▶ TASK ITEM A:
Quote the two-step TB testing passage word for word, everything from "The two-step tuberculin" down to "another skin test.".
▶ TASK ITEM B:
Extend the passage on two-step TB testing by writing what comes next after its final sentence.

▶ PASSAGE TO READ:
PN Immunization Information

Two-Step TB Testing:

The two-step tuberculin skin test (TST) is used to detect individuals with past tuberculosis (TB) infection.

Appointment schedule for two-step testing:

Visit 1, day 1:

  • The first TST is given to the applicant/student and he/she is told to return in 48 to 72 hours for the test to be read. If the applicant/student does not return within 72 hours he/she will need to be rescheduled for another skin test.

Visit 2, day 2-3:

  • The first TST is evaluated, measured, and interpreted. The results are documented in millimeters of the induration (palpable, raised, hardened area or swelling).
  • If the first TST is negative, the applicant/student is given an appointment to return for a second test in 7 – 21 days.
  • If the first TST is positive, it indicates that the applicant/student is infected with TB. No further testing is indicated. The applicant/student will be referred for a chest x-ray and physician evaluation. An asymptomatic applicant/student, whose chest x-ray indicates no active disease, may attend class/clinical.

Visit 3, day 7-21:

  • The second TST will be given to all applicants/students whose first test was negative, using the alternate arm and he/she is told to return in 48 to 72 hours for the test to be read. If the applicant/student does not return within 72 hours he/she will need to be rescheduled to begin the entire series again.

▶ PROVIDED INFORMATION:
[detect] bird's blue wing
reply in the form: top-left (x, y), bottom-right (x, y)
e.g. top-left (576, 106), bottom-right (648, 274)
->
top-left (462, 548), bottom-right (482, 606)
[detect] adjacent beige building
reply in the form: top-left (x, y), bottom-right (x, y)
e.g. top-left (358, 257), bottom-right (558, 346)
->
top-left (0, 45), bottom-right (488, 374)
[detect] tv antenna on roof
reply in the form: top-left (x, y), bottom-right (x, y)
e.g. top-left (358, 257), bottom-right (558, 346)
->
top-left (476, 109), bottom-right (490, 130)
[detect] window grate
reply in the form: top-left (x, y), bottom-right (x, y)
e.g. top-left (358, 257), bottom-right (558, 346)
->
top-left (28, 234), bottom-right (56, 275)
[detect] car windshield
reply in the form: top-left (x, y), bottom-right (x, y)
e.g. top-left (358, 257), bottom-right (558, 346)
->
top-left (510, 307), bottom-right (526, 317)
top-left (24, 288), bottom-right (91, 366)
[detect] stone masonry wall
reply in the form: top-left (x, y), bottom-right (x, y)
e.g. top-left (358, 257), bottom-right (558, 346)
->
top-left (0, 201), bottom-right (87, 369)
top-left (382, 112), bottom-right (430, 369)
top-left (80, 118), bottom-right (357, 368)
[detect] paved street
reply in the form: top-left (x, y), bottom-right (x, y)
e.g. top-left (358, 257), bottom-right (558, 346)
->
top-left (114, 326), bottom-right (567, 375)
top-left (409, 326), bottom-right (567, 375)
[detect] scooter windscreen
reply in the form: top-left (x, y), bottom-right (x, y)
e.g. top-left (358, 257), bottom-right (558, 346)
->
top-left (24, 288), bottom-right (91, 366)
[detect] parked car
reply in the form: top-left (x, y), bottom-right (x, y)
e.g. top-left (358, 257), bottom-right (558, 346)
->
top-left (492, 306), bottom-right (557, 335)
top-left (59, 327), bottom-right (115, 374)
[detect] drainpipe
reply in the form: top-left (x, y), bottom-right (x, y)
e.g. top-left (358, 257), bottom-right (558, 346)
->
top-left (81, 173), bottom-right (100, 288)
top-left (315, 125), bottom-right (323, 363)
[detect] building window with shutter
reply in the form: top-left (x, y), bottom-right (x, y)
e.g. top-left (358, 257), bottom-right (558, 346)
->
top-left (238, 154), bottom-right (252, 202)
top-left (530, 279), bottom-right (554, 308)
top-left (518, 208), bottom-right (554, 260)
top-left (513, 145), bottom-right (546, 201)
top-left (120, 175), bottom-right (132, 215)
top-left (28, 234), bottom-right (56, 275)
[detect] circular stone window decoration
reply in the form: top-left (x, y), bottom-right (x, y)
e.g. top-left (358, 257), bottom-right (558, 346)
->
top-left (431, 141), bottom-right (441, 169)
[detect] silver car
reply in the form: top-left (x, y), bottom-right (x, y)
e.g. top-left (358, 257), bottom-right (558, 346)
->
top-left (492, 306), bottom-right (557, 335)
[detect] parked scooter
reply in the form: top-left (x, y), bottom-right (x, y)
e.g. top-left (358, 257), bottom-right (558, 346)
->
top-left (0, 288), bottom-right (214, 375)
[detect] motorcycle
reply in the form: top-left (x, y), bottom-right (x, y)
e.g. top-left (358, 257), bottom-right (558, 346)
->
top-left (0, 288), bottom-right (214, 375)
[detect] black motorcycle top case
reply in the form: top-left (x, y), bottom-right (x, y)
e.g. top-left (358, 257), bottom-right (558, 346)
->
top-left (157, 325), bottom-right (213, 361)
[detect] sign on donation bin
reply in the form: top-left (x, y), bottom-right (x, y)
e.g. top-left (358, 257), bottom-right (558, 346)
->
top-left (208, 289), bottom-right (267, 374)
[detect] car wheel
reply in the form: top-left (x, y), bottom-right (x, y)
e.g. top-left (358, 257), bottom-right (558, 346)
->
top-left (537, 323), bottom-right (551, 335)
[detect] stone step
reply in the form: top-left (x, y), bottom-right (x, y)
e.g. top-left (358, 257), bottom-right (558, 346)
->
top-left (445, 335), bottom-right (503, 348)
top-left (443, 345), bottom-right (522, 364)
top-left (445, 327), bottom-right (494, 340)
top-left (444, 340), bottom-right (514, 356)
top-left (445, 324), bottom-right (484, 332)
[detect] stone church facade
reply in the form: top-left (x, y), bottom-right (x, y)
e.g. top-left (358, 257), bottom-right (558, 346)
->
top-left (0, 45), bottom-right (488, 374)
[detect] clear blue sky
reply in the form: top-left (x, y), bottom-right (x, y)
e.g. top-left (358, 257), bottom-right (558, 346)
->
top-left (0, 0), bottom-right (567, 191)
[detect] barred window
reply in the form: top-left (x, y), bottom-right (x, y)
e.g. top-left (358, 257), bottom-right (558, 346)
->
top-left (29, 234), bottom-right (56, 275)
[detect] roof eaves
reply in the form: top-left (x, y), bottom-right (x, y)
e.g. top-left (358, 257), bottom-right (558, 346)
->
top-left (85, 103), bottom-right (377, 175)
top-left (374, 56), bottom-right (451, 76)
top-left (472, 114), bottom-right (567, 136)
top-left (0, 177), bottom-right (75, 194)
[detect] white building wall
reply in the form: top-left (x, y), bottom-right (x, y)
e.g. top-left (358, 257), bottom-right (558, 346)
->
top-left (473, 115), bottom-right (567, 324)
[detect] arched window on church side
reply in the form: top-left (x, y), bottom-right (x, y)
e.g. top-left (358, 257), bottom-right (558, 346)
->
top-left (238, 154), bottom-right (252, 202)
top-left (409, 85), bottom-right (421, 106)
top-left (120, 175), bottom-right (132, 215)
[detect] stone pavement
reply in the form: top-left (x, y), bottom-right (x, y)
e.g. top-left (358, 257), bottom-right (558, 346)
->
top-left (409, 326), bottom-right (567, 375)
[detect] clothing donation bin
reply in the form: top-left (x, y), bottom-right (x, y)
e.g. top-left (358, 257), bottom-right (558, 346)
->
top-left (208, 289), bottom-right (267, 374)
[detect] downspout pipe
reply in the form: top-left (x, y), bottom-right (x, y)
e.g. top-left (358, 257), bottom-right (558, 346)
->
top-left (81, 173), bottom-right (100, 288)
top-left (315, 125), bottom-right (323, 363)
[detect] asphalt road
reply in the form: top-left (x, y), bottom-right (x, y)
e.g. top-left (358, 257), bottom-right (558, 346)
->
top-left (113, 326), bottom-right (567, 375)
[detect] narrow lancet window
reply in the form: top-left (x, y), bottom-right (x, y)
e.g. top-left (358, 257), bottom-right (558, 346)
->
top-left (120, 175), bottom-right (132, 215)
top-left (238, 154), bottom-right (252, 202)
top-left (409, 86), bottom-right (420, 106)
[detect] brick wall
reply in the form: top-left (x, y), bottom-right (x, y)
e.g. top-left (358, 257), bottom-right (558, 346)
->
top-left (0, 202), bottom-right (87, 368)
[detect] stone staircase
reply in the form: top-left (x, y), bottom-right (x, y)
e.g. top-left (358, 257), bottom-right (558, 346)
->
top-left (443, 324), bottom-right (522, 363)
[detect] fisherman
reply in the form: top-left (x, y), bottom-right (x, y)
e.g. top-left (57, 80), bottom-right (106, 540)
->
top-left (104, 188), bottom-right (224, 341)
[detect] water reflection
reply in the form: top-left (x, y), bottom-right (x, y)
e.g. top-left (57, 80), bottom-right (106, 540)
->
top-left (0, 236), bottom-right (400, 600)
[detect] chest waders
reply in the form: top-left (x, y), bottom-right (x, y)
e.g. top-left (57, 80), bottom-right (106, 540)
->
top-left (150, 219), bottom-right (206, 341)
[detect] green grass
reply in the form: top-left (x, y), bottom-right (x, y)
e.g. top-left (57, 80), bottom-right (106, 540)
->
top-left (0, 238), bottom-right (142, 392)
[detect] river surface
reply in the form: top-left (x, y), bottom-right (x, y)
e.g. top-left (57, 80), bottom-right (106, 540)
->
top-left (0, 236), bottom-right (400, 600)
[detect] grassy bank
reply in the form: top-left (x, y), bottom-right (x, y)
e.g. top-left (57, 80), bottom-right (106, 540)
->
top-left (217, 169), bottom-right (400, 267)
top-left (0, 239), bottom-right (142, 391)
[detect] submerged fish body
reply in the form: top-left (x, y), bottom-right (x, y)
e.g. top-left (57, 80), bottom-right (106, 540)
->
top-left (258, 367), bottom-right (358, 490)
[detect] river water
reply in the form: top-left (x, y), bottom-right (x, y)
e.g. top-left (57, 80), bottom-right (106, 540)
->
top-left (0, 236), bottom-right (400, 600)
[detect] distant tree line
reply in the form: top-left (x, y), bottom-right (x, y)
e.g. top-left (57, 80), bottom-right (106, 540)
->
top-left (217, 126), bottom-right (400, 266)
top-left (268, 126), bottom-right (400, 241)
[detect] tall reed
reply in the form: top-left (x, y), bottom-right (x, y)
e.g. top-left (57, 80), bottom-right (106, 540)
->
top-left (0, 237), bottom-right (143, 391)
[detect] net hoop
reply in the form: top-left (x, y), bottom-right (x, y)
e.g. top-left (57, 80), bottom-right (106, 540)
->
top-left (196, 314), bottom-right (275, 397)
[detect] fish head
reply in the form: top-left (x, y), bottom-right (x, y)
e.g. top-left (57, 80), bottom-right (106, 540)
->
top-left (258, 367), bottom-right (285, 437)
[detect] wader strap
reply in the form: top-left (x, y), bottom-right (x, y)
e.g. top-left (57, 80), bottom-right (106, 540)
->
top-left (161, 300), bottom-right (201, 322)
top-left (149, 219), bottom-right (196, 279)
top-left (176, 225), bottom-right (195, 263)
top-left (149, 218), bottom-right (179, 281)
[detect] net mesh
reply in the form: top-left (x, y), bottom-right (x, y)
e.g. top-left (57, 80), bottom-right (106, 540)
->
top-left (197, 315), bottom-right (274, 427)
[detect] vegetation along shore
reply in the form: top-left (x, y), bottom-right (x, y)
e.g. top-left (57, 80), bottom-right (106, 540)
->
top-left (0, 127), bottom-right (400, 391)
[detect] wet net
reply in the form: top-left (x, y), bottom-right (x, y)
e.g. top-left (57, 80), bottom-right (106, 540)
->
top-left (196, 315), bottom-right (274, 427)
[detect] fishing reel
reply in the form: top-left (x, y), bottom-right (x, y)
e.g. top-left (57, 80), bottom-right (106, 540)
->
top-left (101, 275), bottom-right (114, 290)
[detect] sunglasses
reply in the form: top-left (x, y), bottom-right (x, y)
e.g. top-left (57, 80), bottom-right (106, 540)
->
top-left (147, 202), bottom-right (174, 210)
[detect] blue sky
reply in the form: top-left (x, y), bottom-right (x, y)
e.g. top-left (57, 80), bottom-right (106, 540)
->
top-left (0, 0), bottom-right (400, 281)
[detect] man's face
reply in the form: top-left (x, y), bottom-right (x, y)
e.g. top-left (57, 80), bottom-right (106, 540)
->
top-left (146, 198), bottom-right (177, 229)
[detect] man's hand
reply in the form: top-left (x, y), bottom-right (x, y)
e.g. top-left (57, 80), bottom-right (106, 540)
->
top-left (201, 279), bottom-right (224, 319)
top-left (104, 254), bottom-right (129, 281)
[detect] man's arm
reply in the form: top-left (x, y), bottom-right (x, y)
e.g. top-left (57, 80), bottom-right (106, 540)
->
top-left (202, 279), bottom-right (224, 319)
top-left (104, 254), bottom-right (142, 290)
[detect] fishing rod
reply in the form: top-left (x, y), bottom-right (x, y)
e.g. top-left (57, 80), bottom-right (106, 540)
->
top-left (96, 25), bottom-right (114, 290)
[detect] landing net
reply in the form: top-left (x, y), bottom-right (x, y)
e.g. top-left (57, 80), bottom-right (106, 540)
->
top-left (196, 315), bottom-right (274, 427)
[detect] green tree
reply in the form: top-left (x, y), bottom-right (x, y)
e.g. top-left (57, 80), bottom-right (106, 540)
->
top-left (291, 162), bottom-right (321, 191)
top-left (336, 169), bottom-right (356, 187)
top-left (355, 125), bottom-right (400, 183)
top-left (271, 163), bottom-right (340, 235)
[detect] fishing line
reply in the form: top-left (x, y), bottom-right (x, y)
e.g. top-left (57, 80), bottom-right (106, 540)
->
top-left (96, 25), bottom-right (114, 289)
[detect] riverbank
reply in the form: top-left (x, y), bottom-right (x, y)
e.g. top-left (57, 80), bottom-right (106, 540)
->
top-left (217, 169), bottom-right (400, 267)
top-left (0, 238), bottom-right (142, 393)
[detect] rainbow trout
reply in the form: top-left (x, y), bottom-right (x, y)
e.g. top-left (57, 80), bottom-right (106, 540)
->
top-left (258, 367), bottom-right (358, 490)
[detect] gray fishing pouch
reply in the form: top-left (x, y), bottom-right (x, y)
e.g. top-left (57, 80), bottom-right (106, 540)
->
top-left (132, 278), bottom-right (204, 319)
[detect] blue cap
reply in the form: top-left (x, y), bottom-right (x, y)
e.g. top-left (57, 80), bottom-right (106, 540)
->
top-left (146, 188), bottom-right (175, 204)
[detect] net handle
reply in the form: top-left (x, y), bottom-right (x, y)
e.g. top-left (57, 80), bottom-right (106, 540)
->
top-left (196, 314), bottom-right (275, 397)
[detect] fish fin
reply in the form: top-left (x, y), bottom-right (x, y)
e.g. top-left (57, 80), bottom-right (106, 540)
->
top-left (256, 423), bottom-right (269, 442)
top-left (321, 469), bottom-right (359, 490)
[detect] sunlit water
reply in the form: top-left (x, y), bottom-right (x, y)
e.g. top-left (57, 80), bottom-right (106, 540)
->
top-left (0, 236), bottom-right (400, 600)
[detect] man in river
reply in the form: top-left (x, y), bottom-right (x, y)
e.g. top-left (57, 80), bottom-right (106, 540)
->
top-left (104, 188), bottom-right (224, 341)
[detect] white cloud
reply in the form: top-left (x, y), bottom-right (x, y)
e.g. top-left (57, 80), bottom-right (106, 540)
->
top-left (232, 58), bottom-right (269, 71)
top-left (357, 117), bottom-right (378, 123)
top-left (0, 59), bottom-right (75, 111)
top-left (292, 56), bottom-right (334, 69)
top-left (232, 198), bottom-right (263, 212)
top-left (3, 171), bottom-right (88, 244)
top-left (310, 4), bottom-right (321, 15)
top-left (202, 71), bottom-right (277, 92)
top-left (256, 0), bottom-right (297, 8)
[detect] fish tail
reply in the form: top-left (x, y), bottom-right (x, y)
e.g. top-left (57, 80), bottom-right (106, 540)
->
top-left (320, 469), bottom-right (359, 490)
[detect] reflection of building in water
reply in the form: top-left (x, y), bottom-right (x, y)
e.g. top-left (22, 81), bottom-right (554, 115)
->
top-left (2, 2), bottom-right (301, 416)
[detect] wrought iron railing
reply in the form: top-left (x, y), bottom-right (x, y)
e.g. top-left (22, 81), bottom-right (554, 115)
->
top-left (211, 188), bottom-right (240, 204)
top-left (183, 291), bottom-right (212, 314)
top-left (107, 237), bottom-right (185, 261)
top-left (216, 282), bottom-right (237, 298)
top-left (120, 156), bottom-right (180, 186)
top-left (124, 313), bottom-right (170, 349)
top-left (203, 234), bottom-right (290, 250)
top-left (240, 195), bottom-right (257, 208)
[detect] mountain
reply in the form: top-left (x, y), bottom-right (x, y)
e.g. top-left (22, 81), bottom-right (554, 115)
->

▶ TASK ANSWER A:
The two-step tuberculin skin test (TST) is used to detect individuals with past tuberculosis (TB) infection.

Appointment schedule for two-step testing:

Visit 1, day 1:

  • The first TST is given to the applicant/student and he/she is told to return in 48 to 72 hours for the test to be read. If the applicant/student does not return within 72 hours he/she will need to be rescheduled for another skin test.

▶ TASK ANSWER B:
Visit 4, 48-72 hours after the second test:

  • The second TST is evaluated, measured, and interpreted. The results are documented in millimeters of induration (palpable, raised, hardened area or swelling).
  • If the second TST is negative, the applicant/student is not infected.
  • If the second test is positive, it indicates that the applicant/student is infected with TB. No further testing is indicated. The applicant/student will be referred for a chest x-ray and physician evaluation. An asymptomatic applicant/student, whose chest x-ray indicates no active disease, may attend class/clinical.

Annual TST

  • If the applicant/student’s two-step TST will expire during the program the student will be required to get a one-step TB test no more than 12 months since their last TST the previous year (for example if the first TST was done on 6/1/2017 and the second on 6/13/2017, the student needs to have the annual TST placed BEFORE 6/1/2018).
  • If the second TST is negative, the applicant/student is not infected.
  • If the second test is positive, it indicates that the applicant/student is infected with TB. No further testing is indicated. The applicant/student will be referred for a chest x-ray and physician evaluation. An asymptomatic applicant/student, whose chest x-ray indicates no active disease, may attend class/clinical. 

Influenza:

Getting an annual flu vaccine is the first and best way to protect yourself and those you care for from the flu. There are many different flu viruses and they are constantly changing. The flu vaccines are reviewed and updated annually to match the circulating flu viruses.

The vaccination usually becomes available in late summer/early fall and is available at local pharmacies or through your healthcare provider. It is the student’s responsibility to ensure that the vaccination is for the current year. This program requires that all students receive the annual flu vaccine or sign a declination form. However, specific healthcare institutions may require vaccination without exception, alternate clinical rotation arrangements will not be made.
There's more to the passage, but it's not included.